**EXERCISE**
Identify each of the lines below that contains the word "hand" and copy those lines.

*** EXTRACTED ENTRIES

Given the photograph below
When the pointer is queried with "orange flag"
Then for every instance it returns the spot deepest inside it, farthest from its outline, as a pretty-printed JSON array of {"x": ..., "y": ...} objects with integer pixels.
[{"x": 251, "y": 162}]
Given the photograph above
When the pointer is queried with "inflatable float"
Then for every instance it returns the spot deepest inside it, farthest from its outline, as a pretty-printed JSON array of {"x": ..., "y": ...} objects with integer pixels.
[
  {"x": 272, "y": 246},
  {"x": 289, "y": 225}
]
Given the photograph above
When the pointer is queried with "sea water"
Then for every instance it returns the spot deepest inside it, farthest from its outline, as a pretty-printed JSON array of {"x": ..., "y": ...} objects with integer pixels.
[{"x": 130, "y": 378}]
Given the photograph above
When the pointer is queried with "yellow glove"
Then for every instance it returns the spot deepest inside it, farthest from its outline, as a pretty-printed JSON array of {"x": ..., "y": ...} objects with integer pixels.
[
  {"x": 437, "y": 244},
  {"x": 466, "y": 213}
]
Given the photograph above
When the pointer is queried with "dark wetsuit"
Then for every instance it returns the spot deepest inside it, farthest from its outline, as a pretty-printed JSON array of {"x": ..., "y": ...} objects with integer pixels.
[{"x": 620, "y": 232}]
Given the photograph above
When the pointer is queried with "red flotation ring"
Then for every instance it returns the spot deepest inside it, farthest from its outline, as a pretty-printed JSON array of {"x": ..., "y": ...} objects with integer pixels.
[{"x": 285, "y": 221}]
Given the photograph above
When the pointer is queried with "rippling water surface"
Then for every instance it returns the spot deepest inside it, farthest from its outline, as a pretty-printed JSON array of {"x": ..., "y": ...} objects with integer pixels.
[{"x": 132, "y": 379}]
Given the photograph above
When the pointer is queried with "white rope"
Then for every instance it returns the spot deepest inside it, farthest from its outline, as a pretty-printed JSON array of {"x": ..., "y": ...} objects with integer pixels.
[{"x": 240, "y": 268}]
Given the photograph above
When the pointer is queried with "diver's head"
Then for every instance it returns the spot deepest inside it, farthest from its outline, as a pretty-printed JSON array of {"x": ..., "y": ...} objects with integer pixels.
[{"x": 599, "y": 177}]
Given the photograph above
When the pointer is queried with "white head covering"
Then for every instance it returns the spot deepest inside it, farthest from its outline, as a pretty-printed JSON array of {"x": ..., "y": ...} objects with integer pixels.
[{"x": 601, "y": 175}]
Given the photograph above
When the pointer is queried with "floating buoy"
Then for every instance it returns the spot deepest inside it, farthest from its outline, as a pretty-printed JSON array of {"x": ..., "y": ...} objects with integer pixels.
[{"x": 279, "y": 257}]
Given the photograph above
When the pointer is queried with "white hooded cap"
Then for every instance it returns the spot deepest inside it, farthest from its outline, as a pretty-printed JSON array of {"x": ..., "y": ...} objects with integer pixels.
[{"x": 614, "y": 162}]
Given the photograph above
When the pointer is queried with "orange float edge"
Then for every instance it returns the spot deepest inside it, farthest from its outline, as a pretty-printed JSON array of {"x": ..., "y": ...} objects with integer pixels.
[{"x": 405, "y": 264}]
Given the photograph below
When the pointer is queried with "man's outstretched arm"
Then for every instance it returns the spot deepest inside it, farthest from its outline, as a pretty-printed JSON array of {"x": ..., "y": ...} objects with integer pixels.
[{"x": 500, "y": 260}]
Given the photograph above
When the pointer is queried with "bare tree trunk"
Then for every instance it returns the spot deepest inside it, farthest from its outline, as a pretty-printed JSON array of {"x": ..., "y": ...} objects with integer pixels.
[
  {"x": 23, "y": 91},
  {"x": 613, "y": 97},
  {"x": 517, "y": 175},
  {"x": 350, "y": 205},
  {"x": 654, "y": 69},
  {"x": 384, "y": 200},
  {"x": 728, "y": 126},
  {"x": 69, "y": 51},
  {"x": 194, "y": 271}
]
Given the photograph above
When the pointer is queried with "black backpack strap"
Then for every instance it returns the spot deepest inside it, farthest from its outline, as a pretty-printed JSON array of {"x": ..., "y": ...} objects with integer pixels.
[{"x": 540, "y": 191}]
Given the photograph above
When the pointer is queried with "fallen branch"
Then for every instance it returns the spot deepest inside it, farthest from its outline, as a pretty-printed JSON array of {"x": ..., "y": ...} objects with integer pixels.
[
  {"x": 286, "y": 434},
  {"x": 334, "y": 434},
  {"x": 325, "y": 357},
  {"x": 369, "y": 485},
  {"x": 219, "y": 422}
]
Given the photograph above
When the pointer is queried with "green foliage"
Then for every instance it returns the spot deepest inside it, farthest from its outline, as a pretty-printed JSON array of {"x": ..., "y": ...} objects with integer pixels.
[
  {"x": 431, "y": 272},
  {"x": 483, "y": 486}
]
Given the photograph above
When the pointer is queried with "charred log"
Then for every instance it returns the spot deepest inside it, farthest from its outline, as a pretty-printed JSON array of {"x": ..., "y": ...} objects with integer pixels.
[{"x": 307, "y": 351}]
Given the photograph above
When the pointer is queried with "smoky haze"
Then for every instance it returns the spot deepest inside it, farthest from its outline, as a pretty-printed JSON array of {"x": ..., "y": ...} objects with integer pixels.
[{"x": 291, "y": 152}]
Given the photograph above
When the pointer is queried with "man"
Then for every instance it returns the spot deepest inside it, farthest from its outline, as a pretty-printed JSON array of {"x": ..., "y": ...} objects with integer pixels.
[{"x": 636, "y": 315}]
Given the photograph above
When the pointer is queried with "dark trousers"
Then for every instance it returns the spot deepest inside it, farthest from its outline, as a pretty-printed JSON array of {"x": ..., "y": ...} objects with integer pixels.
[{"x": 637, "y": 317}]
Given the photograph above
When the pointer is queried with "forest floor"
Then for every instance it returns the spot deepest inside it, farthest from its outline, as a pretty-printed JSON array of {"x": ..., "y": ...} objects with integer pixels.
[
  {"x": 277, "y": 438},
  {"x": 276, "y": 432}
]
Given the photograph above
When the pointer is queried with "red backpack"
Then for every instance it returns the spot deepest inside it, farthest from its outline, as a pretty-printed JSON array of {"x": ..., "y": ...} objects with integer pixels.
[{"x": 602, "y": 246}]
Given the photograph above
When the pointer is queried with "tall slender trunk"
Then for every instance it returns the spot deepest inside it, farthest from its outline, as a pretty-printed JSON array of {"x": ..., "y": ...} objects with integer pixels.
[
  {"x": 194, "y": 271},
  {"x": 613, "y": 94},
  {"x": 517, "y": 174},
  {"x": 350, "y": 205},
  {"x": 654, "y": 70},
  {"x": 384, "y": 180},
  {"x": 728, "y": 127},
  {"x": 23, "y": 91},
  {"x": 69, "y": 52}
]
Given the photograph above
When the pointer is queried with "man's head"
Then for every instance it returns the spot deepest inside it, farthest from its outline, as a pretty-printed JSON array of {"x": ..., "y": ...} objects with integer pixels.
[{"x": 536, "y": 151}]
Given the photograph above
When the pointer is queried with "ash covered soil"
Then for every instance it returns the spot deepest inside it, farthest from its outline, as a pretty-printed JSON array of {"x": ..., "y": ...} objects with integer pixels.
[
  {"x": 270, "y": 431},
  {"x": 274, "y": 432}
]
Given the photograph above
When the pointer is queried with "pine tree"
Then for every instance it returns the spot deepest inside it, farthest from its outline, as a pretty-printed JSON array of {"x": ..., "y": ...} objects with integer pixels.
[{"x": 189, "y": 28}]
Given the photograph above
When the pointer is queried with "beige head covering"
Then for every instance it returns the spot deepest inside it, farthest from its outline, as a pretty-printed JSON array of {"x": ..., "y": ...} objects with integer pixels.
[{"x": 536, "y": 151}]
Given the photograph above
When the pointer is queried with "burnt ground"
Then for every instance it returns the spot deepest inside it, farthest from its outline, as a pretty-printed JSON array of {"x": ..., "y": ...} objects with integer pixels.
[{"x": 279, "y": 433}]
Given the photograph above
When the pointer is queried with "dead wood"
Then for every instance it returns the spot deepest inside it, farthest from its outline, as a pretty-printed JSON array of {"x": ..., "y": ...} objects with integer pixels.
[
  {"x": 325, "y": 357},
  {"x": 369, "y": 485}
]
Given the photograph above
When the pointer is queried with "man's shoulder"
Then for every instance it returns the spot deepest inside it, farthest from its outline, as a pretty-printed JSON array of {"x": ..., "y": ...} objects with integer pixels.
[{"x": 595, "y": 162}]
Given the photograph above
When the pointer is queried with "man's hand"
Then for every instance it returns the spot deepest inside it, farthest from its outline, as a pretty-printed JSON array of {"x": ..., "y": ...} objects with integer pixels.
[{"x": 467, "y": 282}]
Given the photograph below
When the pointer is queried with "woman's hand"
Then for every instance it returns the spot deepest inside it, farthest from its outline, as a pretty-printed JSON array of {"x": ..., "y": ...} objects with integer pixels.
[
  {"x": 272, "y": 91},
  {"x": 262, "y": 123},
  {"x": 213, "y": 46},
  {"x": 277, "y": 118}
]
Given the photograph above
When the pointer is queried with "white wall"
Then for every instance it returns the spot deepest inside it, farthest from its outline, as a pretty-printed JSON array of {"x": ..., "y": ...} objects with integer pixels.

******

**EXERCISE RESULT**
When the pointer is queried with "man's hand"
When the pointer is queried with "woman's hand"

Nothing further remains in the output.